Repeat all of the records verbatim.
>> start Records for processing
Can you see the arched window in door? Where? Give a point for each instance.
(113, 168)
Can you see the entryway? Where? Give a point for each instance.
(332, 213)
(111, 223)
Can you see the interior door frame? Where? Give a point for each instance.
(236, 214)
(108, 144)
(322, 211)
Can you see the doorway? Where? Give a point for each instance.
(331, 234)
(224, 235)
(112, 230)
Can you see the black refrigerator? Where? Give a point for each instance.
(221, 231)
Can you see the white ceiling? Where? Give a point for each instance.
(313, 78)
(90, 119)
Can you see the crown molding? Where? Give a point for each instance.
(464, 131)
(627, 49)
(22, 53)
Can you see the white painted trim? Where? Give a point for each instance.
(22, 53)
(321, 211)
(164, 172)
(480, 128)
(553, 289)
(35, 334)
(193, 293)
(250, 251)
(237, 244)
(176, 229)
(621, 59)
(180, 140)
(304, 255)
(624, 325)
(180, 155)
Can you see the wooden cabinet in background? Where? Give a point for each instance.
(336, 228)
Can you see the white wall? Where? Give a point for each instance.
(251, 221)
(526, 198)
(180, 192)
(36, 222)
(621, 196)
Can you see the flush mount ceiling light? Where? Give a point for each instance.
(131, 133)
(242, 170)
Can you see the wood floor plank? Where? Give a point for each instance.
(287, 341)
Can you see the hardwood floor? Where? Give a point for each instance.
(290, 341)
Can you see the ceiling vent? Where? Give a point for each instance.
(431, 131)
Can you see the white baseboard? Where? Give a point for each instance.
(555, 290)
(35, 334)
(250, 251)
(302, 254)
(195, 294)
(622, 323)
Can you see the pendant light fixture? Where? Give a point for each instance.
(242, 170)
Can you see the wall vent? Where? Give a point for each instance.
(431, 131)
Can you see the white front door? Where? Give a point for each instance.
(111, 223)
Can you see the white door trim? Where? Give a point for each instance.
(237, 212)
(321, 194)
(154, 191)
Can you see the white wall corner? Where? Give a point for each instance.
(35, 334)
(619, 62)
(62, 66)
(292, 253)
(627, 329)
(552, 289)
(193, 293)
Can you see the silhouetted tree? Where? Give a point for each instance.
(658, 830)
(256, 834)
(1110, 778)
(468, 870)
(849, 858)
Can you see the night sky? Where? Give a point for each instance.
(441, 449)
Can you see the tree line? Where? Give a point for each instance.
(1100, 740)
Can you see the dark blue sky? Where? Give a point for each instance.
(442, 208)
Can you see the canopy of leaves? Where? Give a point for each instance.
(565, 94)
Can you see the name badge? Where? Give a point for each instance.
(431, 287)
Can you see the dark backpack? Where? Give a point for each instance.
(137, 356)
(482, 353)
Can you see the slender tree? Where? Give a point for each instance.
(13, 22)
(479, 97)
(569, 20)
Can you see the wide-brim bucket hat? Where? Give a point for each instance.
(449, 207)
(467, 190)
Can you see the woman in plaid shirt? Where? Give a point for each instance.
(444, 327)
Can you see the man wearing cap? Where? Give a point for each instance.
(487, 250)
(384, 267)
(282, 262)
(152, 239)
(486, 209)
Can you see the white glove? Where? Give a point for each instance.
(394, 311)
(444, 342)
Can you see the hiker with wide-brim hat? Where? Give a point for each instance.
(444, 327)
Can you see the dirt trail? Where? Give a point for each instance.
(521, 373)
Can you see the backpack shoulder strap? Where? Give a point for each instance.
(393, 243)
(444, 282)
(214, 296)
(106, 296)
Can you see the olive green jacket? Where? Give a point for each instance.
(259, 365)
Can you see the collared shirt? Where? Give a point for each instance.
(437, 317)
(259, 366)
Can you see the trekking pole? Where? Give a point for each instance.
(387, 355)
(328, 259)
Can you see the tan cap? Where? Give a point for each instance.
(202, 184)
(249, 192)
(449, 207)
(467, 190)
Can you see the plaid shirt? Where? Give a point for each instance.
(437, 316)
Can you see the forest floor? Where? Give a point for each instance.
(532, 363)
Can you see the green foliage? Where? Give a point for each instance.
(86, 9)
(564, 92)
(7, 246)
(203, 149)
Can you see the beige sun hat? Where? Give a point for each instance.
>> end Records for processing
Answer to this task:
Can you see the arched window in door? Where? Give a point for each instance.
(113, 168)
Can you see the entryway? Where? Give a point for each instance.
(332, 213)
(111, 223)
Can you see the interior door frame? Where? Give a point for each instance.
(236, 214)
(108, 144)
(322, 211)
Can you see the doorway? Where? Give a point for each instance.
(331, 234)
(224, 235)
(112, 230)
Can you see the black refrigerator? Where? Give a point for each instance.
(221, 231)
Can you see the white ceiling? Where? Give a point for each instance.
(313, 78)
(90, 119)
Can you see the crown molding? Where? Give a point for each instance.
(464, 131)
(627, 49)
(22, 53)
Can you see the white painted trim? Where? Give a point for each instance.
(22, 53)
(321, 211)
(164, 172)
(480, 128)
(553, 289)
(35, 334)
(193, 293)
(250, 251)
(237, 244)
(176, 229)
(621, 59)
(180, 140)
(304, 255)
(624, 325)
(180, 155)
Can you see the wooden cabinet in background? Where? Give a point for each instance.
(336, 228)
Can you see the white wall? Where? Give a point for each instance.
(251, 221)
(526, 198)
(180, 192)
(36, 222)
(621, 196)
Can you see the flush mount ceiling light? Where? Give a point for each instance.
(131, 133)
(242, 170)
Can you see the wood floor plank? Where? Give a point for each instance.
(287, 341)
Can you see the hardwood floor? Where? Give a point for each instance.
(290, 341)
Can you see the ceiling vent? Where? Give a point for each instance.
(431, 131)
Can you see the white baseboard? Where? Give a point for each instance.
(555, 290)
(35, 334)
(250, 251)
(302, 254)
(195, 294)
(622, 323)
Can you see the pendant light fixture? Where? Give a point for each instance.
(242, 170)
Can you see the wall vent? Where? Give a point for each instance.
(431, 131)
Can you see the white front door? Where? Give a point for each instance.
(111, 223)
Can you see the white door trim? Where? Give a point for each instance.
(237, 212)
(321, 194)
(154, 191)
Can you see the white wall corner? Where? Give a point for each instance.
(35, 334)
(619, 62)
(62, 66)
(292, 253)
(627, 329)
(552, 289)
(193, 293)
Can you see the silhouetted tree? Where? Give a point for each instance.
(658, 830)
(256, 834)
(1110, 778)
(468, 870)
(849, 858)
Can you see the night sky? Where? Give a point for each instance.
(441, 449)
Can you see the tree line? Where? Give a point for each instance.
(1100, 740)
Can you see the dark blue sky? Where? Give a point for each instance.
(442, 208)
Can you see the canopy of leaves? Where? Give a point for each instance.
(565, 94)
Can you see the name badge? Where? Give a point for each instance.
(431, 287)
Can you see the dark backpack? Where? Give a point for each instance.
(137, 356)
(482, 353)
Can you see the slender tree? Where? Give a point for each instance.
(13, 22)
(479, 97)
(569, 20)
Can you see the wide-brim bucket hat? Where? Give a point for each instance.
(449, 207)
(467, 190)
Can you see the woman in plaid shirt? Where? Give a point for each instance.
(444, 327)
Can you see the man wearing cap? Where? Give a point for each instance.
(487, 250)
(384, 267)
(282, 262)
(152, 239)
(486, 209)
Can you see the white glove? Where? Give a point for each instance.
(394, 311)
(444, 342)
Can you see the hiker with wide-brim hat? Where? Give a point for each instance.
(444, 327)
Can you see the dirt trail? Where? Give a point for each instance.
(521, 373)
Can you see the backpack shoulder strap? Where? Give a point for each instance.
(393, 243)
(444, 282)
(214, 296)
(106, 296)
Can you see the olive green jacket? Where? Give a point for each instance.
(259, 365)
Can you see the collared shirt? Where? Give a point for each instance.
(437, 317)
(259, 366)
Can you see the trekking pole? Where? Give a point for each instance.
(387, 355)
(328, 259)
Can you see the tan cap? Where? Give a point for each instance.
(202, 184)
(249, 192)
(449, 207)
(467, 190)
Can you see the plaid shirt? Where? Give a point for each instance.
(437, 316)
Can you see the forest floor? Where? Give a point for each instance.
(532, 363)
Can you see the green foliage? Where? Give a point for each instance.
(86, 9)
(564, 92)
(7, 246)
(203, 149)
Can you see the beige sun hat? Where? Give a point for each instance.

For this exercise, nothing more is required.